- EXCERPT:
■ ■ ■ ■
Two data points make for a comparison, three suggest a trend. What Noonan says about Obama and Carter applies to Bill Clinton as well. By all accounts, the first two years of his presidency were a dismal failure. In Noonan’s terms, his administration lacked “coherence,” “full shape” and “meaning.” Clinton didn’t find his footing as president until he had Newt Gingrich looking over his shoulder. Why do Democratic presidents need a foil?“There is still a sense about Mr. Obama that he needs George W. Bush in order to give his presidency full shape and meaning. In this he is like Jimmy Carter, who needed Richard Nixon, or rather the Watergate scandal, which made him president. Mr. Carter needed Richard Nixon standing in the corner looking like he'd spent the night sleeping in his suit as it hangs in the closet. The image is from Joe McGinnis's ‘The Selling of the President, 1968.’ Mr. Carter needed to be able to point at Nixon and say, ‘I'm not him. He dirty, me clean. You hate him, like me.’ Carter's presidency was given coherence and meaning by Nixon, Watergate, and without it that presidency seemed formless. Mr. Obama, in the same way, needs Mr. Bush standing in the corner like Boo Radley, saying ‘Let's invade something!’ But Mr. Bush is wisely back home in Texas finishing a book, and the president never sounds weaker than when he suggests his predicament is all his predecessor's fault.”
■ ■ ■ ■
- EXERCISE DATA:
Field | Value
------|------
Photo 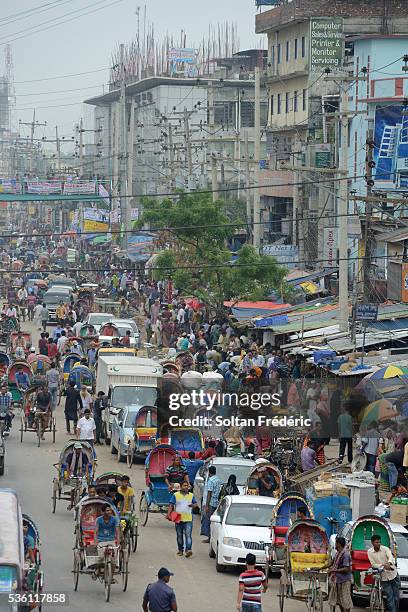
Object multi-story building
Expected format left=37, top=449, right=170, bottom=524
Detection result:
left=256, top=0, right=408, bottom=267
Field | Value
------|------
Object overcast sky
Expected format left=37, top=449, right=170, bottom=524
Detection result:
left=0, top=0, right=262, bottom=144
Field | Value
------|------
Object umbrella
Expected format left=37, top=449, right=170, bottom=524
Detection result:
left=361, top=399, right=399, bottom=425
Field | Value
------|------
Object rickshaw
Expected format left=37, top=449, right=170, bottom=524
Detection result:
left=68, top=365, right=95, bottom=389
left=269, top=491, right=313, bottom=572
left=245, top=460, right=283, bottom=498
left=73, top=497, right=129, bottom=601
left=52, top=440, right=95, bottom=514
left=94, top=472, right=139, bottom=553
left=7, top=360, right=33, bottom=405
left=10, top=331, right=32, bottom=355
left=169, top=427, right=205, bottom=459
left=139, top=444, right=178, bottom=527
left=0, top=352, right=10, bottom=378
left=62, top=353, right=81, bottom=384
left=278, top=519, right=330, bottom=612
left=23, top=514, right=44, bottom=610
left=126, top=406, right=158, bottom=468
left=350, top=515, right=397, bottom=611
left=20, top=383, right=57, bottom=446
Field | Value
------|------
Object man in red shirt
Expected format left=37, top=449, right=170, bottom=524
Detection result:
left=47, top=338, right=58, bottom=360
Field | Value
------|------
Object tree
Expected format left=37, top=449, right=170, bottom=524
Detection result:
left=138, top=193, right=289, bottom=312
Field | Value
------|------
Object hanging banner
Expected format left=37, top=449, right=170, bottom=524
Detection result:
left=26, top=181, right=62, bottom=195
left=310, top=17, right=344, bottom=72
left=84, top=220, right=109, bottom=232
left=64, top=181, right=96, bottom=195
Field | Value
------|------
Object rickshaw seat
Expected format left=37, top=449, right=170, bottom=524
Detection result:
left=290, top=552, right=328, bottom=572
left=351, top=550, right=371, bottom=572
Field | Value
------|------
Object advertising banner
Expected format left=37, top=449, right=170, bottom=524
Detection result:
left=310, top=17, right=344, bottom=72
left=373, top=104, right=408, bottom=191
left=64, top=181, right=95, bottom=195
left=27, top=181, right=62, bottom=195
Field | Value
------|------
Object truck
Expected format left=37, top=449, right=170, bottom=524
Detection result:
left=96, top=355, right=163, bottom=444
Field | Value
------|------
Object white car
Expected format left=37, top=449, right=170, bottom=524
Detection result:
left=194, top=456, right=255, bottom=509
left=330, top=521, right=408, bottom=606
left=209, top=495, right=278, bottom=572
left=85, top=312, right=114, bottom=333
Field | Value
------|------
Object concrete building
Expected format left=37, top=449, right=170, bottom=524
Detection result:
left=256, top=0, right=408, bottom=267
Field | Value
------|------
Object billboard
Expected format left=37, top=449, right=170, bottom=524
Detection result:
left=310, top=17, right=344, bottom=72
left=373, top=104, right=408, bottom=191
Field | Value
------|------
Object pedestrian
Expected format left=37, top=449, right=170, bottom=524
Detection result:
left=167, top=481, right=198, bottom=558
left=142, top=567, right=177, bottom=612
left=237, top=553, right=268, bottom=612
left=337, top=406, right=353, bottom=463
left=41, top=302, right=49, bottom=331
left=76, top=408, right=96, bottom=444
left=200, top=465, right=222, bottom=544
left=368, top=534, right=401, bottom=612
left=64, top=380, right=82, bottom=434
left=322, top=536, right=353, bottom=612
left=46, top=361, right=59, bottom=412
left=93, top=391, right=108, bottom=444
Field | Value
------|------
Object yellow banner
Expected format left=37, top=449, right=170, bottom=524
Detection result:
left=84, top=219, right=109, bottom=232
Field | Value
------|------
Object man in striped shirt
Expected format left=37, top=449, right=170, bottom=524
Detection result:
left=237, top=553, right=268, bottom=612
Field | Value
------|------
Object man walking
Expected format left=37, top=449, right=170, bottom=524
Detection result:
left=368, top=534, right=401, bottom=612
left=168, top=481, right=197, bottom=558
left=201, top=465, right=222, bottom=544
left=237, top=553, right=268, bottom=612
left=143, top=567, right=177, bottom=612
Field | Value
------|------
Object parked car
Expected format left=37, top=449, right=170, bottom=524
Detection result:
left=330, top=521, right=408, bottom=607
left=194, top=456, right=255, bottom=509
left=110, top=318, right=140, bottom=348
left=85, top=312, right=113, bottom=333
left=209, top=495, right=278, bottom=572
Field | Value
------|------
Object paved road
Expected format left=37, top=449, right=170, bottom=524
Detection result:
left=0, top=324, right=358, bottom=612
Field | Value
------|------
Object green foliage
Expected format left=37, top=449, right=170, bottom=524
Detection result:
left=138, top=193, right=289, bottom=310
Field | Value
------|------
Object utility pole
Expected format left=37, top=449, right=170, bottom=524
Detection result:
left=119, top=44, right=130, bottom=250
left=253, top=66, right=261, bottom=250
left=184, top=108, right=193, bottom=179
left=18, top=109, right=47, bottom=173
left=79, top=117, right=84, bottom=177
left=338, top=79, right=349, bottom=332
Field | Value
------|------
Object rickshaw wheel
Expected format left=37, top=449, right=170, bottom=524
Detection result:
left=139, top=493, right=149, bottom=527
left=52, top=481, right=57, bottom=514
left=104, top=560, right=113, bottom=602
left=73, top=550, right=79, bottom=591
left=119, top=550, right=129, bottom=591
left=126, top=446, right=133, bottom=469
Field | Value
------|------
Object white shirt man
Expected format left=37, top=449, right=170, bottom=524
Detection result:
left=77, top=408, right=96, bottom=441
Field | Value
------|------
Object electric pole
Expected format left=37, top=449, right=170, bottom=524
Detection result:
left=253, top=66, right=261, bottom=250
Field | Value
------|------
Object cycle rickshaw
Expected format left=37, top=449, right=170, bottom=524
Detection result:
left=20, top=384, right=57, bottom=446
left=278, top=519, right=330, bottom=612
left=139, top=444, right=177, bottom=527
left=73, top=497, right=129, bottom=601
left=94, top=472, right=139, bottom=553
left=52, top=440, right=95, bottom=513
■ ■ ■ ■
- ASSIGNED TASK 1:
In the passage on Democratic presidents needing a foil, why did Jimmy Carter need Richard Nixon? Answer in one to three sentences.
- ASSIGNED TASK 2:
Resume the passage on Democratic presidents needing a foil, picking up after its final sentence.
None of the data is needed here.

- ANSWER SECTION 1:
The Watergate scandal made Carter president, and he needed to be able to point at Nixon and say he was not him. Nixon and Watergate gave Carter's presidency coherence and meaning; without them it seemed formless.

- ANSWER SECTION 2:
Part of the answer may stem from the liberalism’s animating idea of equality. I’ve said before (see here) that liberals do unreasonable things when they think of promoting equality as a matter of minimizing the well-being gap between advantaged and disadvantaged people rather than of maximizing the well-being of disadvantaged people in absolute terms. It’s not particularly hard coming up with policies that promote equality in the first sense—you just redistribute resources from well-off families to less-well-off families until you get to your preferred distribution. The trouble is that, over the long term, leveling policies often make their intended beneficiaries worse off in absolute terms than they need to be.
Promoting equality in the second sense presents an optimizing problem. In an economy in which markets do most of the allocative and distributive work, maximizing the well-being of people near the bottom of the economic pyramid requires liberals to find a policy sweet spot that combines the right mix of redistribution and market-driven productivity gains. Finding the sweet spot was easy during the New Deal, when a liberal administration could enact a program like Social Security without its redistributive effects exacting a noticeable cost in social productivity. It got substantially smaller during the Great Society, when social spending on the War on Poverty (combined with a military budget bloated by the Vietnam War and the arms race) contributed to the stagflation of the 1970s. The sweet spot is becoming microscopic now that Social Security and Medicare are fiscally unsustainable in their present form and new redistributive policies have to be financed with borrowed dollars.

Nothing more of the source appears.